§ **ABOUT THIS EXERCISE**
Your task is to copy each line in the listing that includes the word "below".

:: EXERCISE INPUT

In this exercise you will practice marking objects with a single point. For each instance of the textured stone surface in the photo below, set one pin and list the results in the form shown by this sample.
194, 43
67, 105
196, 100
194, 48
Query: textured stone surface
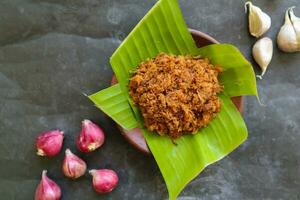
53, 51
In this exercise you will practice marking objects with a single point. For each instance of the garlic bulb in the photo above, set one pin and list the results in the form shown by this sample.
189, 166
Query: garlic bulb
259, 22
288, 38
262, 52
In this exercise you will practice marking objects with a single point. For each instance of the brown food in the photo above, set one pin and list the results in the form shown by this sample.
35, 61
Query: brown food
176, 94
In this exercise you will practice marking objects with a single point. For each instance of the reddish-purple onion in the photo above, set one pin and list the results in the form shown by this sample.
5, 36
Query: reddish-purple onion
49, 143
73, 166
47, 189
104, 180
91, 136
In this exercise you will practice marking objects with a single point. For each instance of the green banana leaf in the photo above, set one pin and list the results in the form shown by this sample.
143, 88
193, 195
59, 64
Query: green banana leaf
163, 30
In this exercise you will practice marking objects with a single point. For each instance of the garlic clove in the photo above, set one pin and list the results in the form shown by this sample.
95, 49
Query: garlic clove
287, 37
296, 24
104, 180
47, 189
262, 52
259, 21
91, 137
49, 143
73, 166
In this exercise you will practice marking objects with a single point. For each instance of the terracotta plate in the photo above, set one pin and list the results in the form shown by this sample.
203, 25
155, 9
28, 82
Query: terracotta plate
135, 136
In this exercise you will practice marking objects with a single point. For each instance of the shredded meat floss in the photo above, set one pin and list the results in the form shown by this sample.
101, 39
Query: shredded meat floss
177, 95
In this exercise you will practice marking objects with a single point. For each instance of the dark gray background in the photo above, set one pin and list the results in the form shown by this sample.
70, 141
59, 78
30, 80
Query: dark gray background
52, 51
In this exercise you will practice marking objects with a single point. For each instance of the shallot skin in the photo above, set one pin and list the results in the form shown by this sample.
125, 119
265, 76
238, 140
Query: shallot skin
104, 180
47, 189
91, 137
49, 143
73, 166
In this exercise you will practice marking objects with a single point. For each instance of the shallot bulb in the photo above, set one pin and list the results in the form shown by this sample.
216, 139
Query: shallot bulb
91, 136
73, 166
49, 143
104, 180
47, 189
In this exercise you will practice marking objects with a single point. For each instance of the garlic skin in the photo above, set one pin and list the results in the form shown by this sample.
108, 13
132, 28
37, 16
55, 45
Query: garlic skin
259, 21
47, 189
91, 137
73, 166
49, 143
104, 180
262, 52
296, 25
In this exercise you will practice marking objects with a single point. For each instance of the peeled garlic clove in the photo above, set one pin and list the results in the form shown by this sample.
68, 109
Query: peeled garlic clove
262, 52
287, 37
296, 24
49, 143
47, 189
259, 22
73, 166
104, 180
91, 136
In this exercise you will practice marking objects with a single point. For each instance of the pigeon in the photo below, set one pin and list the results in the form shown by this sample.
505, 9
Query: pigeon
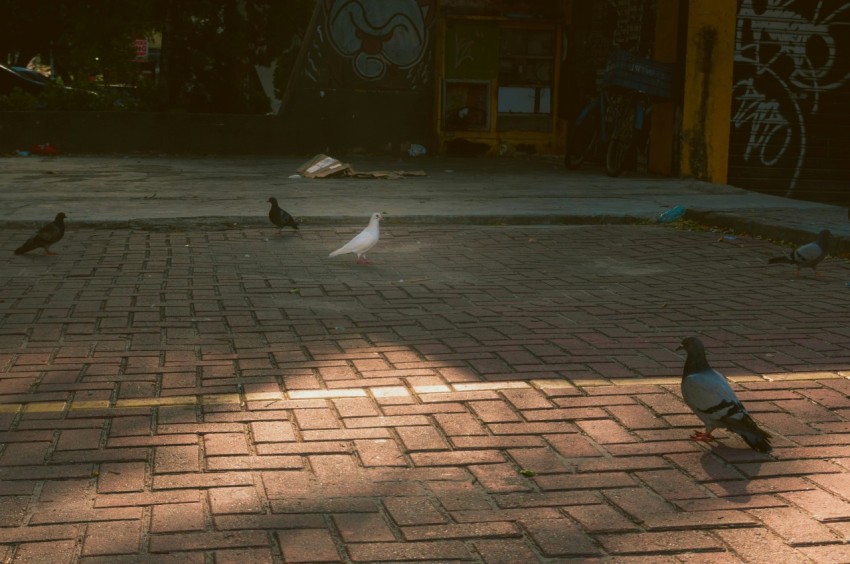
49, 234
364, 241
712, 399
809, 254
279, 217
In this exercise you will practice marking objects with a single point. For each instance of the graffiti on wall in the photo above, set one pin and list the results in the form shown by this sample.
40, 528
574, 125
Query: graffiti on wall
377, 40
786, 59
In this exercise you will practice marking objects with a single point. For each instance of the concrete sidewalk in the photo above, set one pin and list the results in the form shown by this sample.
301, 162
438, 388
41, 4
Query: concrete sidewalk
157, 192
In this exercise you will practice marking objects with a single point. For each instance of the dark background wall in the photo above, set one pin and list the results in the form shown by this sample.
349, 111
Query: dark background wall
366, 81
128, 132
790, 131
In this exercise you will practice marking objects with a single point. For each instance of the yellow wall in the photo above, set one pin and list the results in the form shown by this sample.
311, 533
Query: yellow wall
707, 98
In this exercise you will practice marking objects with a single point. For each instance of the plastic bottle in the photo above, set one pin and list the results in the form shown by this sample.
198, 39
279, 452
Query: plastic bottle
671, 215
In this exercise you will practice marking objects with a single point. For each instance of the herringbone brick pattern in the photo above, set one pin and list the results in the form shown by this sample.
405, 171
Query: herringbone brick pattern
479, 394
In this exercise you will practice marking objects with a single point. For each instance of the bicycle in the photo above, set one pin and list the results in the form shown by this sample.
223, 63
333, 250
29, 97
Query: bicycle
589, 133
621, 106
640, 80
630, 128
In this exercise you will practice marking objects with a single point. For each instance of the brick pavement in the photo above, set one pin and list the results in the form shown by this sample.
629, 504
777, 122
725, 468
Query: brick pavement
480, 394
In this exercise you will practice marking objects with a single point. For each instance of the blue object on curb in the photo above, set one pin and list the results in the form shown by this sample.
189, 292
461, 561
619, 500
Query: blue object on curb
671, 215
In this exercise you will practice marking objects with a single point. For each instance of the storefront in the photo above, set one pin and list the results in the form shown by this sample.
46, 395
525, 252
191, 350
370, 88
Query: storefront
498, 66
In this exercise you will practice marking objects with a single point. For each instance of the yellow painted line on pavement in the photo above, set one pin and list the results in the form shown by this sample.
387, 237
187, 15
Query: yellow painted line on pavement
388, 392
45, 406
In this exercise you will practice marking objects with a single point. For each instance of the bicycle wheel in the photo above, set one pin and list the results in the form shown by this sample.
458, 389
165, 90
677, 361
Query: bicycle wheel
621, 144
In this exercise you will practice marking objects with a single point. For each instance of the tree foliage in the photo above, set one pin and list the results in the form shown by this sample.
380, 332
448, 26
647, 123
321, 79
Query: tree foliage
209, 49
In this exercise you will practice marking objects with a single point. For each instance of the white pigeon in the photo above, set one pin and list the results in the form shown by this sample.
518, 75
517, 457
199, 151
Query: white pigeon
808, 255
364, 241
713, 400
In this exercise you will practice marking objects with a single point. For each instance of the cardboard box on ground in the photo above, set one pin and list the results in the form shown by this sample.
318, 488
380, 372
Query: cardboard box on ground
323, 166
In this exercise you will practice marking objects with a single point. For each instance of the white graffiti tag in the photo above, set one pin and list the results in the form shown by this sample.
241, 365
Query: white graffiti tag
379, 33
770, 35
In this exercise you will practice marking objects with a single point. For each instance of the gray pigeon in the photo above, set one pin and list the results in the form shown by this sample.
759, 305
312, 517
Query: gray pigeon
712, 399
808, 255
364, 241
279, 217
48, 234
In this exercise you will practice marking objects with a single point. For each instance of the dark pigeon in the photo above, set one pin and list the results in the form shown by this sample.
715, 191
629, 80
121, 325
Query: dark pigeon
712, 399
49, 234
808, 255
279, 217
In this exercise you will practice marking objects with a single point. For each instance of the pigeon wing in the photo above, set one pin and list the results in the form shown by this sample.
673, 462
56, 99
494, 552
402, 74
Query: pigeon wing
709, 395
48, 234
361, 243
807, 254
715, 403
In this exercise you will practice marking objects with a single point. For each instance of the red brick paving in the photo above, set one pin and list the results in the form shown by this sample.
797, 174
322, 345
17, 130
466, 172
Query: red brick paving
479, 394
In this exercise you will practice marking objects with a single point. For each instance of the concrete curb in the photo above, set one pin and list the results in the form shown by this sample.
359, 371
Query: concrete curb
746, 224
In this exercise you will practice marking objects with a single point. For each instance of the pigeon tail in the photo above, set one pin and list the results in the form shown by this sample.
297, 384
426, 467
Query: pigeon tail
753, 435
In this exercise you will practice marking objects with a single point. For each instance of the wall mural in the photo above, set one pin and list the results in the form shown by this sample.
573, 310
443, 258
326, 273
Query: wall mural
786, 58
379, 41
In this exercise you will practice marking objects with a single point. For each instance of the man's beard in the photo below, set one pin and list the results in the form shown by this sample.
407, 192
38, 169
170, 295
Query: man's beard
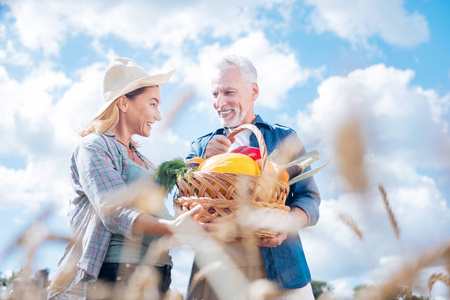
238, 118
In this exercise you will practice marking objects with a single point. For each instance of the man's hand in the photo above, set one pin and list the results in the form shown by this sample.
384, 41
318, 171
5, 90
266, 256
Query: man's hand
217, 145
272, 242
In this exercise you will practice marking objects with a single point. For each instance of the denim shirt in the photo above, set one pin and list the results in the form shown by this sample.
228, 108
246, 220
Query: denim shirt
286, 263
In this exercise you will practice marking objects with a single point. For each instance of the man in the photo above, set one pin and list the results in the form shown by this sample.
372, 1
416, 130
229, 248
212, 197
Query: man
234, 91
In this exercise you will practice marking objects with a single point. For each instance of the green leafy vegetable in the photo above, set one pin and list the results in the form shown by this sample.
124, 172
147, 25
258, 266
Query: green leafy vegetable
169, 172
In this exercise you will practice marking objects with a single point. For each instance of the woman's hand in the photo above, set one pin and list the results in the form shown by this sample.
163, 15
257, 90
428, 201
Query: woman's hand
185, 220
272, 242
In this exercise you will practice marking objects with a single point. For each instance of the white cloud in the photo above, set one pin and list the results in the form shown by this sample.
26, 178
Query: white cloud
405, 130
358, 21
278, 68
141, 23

::::

§ **OUTPUT OF THE EXERCISE**
In this exercise you will practice marking objects with a single point. For each instance of the textured stone surface in the photo below, set one pin and list the results in the form shown by this sample.
In this exercise you will practice marking objects with a single point. For each instance of the pigeon in the photo below, set one pin and list the results in the form shown by this sample.
In this exercise you will practice marking objects with a single point. For each instance of the man's beard in the photo below, set one pin and list the results in the form shown by this sample.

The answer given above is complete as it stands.